Repeat exactly every line that comes at or after the line containing "Category: player's hand", through the end of the entries below.
[[ Task material open ]]
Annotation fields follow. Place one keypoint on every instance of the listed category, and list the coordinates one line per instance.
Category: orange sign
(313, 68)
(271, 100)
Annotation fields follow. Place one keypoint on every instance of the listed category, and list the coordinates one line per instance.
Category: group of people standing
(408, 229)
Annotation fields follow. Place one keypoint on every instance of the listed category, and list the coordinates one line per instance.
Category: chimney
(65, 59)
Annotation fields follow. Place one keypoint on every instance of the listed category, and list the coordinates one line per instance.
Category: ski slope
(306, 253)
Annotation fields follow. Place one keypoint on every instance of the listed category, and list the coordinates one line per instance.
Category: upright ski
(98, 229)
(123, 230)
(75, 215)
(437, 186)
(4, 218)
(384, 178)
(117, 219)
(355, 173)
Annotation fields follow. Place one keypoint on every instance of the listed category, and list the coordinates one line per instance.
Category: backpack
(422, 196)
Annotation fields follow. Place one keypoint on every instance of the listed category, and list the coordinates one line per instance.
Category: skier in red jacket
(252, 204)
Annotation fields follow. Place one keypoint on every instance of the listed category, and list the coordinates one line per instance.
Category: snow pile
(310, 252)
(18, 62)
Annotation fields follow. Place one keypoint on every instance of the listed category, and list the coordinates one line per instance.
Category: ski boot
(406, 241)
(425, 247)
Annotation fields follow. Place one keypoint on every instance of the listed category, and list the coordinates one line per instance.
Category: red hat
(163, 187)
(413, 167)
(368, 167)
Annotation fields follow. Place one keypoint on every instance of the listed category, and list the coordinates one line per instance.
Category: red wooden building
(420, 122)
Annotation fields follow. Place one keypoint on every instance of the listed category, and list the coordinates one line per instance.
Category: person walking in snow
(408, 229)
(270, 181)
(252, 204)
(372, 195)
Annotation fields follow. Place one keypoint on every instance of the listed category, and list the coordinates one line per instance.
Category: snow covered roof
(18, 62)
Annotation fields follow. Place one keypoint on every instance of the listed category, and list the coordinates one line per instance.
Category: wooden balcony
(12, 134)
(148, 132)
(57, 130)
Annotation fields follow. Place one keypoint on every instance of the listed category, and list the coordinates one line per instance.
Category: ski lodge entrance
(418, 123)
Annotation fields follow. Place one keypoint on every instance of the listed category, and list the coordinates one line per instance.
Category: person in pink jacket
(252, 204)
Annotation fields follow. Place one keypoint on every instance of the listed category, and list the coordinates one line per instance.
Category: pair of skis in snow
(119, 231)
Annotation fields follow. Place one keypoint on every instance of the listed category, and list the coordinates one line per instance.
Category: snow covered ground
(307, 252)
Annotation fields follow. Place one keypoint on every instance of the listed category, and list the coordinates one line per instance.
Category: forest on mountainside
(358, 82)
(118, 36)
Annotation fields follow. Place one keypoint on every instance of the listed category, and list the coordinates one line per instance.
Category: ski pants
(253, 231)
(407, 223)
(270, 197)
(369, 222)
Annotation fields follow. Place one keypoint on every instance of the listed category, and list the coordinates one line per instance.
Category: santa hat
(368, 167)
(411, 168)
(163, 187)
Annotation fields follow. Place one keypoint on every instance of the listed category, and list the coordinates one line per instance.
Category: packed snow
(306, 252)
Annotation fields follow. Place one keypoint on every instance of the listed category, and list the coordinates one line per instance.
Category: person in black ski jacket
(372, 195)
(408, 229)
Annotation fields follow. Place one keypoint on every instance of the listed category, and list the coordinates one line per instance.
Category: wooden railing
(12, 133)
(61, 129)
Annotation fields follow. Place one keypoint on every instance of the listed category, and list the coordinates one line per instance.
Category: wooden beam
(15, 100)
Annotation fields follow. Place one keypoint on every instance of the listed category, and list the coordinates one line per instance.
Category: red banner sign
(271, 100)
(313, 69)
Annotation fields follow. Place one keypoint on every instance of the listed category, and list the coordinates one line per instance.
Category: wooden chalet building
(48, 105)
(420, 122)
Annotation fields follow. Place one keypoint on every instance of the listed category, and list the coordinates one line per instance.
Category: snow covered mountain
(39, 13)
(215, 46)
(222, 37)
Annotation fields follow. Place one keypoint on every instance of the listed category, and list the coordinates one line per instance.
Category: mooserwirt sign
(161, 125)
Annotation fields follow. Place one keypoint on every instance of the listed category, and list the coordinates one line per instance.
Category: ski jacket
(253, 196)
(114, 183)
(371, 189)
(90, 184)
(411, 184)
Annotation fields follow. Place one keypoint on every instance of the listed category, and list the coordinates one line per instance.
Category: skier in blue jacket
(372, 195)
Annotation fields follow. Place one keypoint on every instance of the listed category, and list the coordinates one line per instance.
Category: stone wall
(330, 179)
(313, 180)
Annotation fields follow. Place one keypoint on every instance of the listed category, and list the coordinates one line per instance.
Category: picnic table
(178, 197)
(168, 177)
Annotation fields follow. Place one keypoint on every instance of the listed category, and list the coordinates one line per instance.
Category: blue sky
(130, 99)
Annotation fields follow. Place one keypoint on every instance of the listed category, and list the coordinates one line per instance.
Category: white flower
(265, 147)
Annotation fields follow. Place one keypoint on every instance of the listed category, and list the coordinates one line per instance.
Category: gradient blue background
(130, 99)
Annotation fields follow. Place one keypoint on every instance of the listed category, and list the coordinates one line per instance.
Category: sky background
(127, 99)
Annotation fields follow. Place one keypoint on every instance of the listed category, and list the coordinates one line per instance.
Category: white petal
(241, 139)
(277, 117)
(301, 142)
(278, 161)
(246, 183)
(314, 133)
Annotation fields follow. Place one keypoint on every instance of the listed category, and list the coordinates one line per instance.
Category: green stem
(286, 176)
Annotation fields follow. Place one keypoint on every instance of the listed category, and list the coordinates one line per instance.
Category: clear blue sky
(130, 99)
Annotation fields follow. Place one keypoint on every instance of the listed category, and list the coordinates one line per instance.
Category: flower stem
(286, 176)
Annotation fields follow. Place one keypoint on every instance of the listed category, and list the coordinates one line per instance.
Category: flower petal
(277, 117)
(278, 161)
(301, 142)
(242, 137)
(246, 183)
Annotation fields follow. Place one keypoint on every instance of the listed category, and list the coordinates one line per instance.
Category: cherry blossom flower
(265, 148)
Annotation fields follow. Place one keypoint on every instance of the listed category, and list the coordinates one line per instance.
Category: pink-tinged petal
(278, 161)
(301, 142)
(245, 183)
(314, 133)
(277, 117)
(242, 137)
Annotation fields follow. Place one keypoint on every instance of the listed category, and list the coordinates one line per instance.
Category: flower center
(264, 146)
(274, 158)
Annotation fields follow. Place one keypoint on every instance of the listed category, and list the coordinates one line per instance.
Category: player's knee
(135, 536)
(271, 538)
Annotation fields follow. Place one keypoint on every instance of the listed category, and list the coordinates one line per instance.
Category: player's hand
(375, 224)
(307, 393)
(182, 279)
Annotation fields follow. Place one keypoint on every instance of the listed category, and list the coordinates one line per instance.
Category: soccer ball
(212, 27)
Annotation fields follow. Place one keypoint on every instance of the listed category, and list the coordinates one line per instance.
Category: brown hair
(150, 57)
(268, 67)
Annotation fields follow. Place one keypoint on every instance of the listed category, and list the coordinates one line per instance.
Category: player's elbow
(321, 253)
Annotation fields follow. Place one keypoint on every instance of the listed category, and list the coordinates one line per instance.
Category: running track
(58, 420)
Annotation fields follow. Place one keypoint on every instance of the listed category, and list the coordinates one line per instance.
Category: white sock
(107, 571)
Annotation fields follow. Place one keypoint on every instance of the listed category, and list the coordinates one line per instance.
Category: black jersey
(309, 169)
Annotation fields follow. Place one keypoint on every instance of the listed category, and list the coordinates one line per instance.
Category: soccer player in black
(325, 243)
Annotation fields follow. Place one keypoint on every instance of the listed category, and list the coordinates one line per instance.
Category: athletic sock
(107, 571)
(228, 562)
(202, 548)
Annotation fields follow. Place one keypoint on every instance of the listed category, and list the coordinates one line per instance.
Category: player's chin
[[ Task material closed ]]
### Answer for the task:
Category: player's hand
(375, 224)
(307, 393)
(182, 279)
Annotation fields follow. Place one keypoint on every instance of the listed category, and list the coordinates one line per instance.
Category: soccer ball
(212, 27)
Annotation fields follow. Place one keypoint on every instance of the listed category, and list the coordinates one line per instance.
Category: brown hair
(150, 57)
(268, 67)
Annotation fields follow. Place one keypoint on every instance of the listed category, and list the coordinates one line per instance.
Category: player's elbow
(321, 253)
Annotation fields follow. Place one keypoint on every instance of the listed category, and list the coordinates one line per instance.
Category: running track
(58, 420)
Annotation fields follow. Place one keypoint on every instance of the listed category, and list the coordinates one line per instance.
Category: white sock
(107, 571)
Annotation fields follow. Place one keypoint on every instance of the listed category, and list the coordinates one line per instance.
Category: black jersey
(309, 169)
Annotation fields follow. Place one keypoint on every instance of the listed category, and list the coordinates one line per instance.
Category: soccer player in black
(325, 243)
Annotation fields follow. Place one keypoint on every instance of the listed category, and list the coordinates one line per instance.
Category: athletic sock
(107, 571)
(228, 562)
(202, 548)
Annotation fields follow. Place one keypoint on every instance of the listed category, and list the coordinates one line per instance.
Category: player's chin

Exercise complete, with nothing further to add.